**Work instruction**. Gather all lines in the data that hold the string "below".

****

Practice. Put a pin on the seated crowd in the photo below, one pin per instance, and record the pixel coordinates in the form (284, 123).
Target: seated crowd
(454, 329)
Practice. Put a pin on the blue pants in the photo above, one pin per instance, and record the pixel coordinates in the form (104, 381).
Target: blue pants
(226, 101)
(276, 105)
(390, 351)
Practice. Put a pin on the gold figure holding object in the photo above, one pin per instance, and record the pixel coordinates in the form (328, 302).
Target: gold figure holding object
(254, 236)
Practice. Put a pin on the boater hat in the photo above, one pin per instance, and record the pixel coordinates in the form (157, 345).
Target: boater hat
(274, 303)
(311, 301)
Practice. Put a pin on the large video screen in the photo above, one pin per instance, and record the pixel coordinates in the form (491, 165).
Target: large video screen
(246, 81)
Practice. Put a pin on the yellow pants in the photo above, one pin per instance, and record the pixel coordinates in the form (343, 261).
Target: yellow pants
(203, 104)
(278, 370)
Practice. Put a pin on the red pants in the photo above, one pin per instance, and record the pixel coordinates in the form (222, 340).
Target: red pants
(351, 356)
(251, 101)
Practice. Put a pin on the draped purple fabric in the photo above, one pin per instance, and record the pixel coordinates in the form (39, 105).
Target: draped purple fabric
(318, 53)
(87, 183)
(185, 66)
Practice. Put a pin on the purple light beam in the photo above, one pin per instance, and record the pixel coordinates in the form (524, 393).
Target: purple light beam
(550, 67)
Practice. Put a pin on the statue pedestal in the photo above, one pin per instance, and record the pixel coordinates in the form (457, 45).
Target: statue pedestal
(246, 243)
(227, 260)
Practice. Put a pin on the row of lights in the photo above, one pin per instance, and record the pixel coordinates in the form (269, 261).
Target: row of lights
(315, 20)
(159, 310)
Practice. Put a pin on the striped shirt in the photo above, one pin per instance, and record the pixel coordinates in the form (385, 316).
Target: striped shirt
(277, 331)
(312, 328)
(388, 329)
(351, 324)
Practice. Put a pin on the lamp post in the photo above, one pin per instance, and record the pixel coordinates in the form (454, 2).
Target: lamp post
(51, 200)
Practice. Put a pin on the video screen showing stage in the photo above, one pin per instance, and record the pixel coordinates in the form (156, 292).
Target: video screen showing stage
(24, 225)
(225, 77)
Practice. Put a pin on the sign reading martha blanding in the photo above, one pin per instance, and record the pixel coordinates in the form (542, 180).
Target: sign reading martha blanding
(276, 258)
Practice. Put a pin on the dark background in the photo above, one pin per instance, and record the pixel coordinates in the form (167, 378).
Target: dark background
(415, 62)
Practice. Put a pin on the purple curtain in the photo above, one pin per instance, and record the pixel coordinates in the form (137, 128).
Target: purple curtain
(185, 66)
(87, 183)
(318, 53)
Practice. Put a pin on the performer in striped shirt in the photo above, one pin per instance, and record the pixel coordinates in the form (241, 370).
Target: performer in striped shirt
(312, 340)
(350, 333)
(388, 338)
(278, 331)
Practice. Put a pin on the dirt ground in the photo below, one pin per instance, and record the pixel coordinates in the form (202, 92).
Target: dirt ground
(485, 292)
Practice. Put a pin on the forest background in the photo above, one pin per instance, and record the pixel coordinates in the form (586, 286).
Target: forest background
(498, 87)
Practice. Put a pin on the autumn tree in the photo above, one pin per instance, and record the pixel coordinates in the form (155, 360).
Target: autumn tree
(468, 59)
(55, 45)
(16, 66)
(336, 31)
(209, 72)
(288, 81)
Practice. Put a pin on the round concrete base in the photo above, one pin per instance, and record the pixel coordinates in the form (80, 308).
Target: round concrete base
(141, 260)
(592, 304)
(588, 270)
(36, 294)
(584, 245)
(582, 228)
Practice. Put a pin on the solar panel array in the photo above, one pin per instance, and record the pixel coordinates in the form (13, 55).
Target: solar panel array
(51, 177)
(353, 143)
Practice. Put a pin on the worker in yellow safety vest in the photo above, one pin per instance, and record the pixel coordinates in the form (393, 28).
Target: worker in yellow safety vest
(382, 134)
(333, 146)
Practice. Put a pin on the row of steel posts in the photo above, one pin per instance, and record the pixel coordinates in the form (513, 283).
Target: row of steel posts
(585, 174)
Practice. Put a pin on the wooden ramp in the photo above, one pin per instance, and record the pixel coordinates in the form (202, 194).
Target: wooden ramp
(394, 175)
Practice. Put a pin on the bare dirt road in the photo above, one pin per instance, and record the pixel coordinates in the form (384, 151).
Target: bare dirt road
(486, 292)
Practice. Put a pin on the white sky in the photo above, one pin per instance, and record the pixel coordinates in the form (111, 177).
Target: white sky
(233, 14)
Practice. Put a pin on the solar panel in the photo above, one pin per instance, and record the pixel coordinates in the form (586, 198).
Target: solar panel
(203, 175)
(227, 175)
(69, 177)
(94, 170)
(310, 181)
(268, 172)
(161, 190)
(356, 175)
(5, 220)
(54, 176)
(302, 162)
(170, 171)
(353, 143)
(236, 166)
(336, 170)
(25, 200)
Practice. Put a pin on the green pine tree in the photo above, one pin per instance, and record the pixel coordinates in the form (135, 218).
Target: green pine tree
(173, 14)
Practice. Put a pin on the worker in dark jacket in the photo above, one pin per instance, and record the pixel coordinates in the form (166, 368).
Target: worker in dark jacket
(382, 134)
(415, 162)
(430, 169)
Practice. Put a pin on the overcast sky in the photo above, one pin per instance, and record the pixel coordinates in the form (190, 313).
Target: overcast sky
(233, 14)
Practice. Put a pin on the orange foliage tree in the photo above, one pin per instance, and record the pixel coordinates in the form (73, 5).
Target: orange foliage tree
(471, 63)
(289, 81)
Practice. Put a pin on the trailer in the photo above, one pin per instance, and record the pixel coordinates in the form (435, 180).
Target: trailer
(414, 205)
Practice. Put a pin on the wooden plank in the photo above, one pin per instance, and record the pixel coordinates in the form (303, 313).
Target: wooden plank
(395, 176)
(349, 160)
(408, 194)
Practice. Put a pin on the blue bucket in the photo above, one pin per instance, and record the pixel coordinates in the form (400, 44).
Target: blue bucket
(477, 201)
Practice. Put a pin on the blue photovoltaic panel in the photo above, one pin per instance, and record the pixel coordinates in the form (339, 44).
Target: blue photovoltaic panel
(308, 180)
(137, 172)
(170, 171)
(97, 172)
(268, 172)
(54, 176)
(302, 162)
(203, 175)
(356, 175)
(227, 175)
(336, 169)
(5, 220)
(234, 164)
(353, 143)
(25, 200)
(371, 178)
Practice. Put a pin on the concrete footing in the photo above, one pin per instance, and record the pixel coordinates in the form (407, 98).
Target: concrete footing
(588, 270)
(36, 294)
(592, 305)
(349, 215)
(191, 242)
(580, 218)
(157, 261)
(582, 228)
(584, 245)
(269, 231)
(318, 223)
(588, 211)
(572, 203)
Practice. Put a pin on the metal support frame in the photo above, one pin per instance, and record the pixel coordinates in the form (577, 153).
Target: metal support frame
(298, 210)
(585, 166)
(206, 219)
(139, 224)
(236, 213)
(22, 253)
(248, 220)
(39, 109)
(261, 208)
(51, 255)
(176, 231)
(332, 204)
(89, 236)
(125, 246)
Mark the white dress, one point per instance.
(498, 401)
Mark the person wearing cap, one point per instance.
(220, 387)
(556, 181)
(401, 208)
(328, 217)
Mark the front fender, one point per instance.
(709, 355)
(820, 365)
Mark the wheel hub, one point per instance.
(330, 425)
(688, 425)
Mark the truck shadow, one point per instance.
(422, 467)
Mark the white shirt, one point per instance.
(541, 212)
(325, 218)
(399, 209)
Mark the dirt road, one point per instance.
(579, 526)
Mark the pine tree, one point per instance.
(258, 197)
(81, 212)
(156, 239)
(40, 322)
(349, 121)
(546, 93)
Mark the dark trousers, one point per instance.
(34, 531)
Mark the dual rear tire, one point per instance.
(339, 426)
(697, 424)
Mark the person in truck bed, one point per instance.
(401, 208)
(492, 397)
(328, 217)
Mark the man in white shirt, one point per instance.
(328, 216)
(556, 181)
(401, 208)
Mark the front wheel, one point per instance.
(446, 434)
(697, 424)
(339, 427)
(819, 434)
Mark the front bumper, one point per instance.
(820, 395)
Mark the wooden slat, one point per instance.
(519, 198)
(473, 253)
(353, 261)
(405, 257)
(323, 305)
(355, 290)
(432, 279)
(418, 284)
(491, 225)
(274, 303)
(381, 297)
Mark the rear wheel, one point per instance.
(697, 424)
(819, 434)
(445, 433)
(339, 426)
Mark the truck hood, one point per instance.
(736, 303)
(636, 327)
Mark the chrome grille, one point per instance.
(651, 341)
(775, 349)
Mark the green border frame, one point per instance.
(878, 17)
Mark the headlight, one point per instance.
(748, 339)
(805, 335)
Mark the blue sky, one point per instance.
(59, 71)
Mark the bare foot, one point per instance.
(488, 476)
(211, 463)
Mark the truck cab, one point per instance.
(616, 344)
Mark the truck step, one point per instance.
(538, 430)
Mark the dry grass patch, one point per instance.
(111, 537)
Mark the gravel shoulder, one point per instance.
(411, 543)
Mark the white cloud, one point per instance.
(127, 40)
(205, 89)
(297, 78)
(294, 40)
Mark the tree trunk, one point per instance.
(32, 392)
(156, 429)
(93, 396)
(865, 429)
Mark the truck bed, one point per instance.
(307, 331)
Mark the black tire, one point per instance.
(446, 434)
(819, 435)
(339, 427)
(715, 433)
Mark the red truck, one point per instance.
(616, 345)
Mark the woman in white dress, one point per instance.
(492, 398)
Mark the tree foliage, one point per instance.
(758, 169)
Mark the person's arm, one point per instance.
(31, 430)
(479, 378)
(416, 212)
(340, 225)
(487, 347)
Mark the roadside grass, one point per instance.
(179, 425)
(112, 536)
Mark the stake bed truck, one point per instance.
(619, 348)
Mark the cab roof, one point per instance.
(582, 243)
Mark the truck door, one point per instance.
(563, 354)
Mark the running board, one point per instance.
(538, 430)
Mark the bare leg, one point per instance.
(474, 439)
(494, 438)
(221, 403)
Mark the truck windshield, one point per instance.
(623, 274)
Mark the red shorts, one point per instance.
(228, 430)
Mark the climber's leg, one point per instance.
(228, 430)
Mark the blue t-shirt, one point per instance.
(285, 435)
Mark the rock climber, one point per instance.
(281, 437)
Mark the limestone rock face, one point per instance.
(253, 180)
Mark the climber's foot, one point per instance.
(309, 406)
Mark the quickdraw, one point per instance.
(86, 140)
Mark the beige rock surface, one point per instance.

****

**Task response**.
Practice. Put a pin on the seated crowd in the photo below, one pin per instance, and record the pixel coordinates in the form (284, 123).
Practice. Put a pin on the dirt ground in the photo below, one pin per instance, and record the pixel coordinates in the form (202, 92).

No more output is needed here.